▸ Available records
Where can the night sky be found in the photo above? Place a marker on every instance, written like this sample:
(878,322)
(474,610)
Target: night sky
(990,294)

▸ Work required
Reproduce each of the rows above verbatim, line by line, with no changes.

▸ Expected answer
Where can the night sky be found in the photo above? Place a marker on every instance, written like this sample:
(878,322)
(474,610)
Target: night sky
(990,294)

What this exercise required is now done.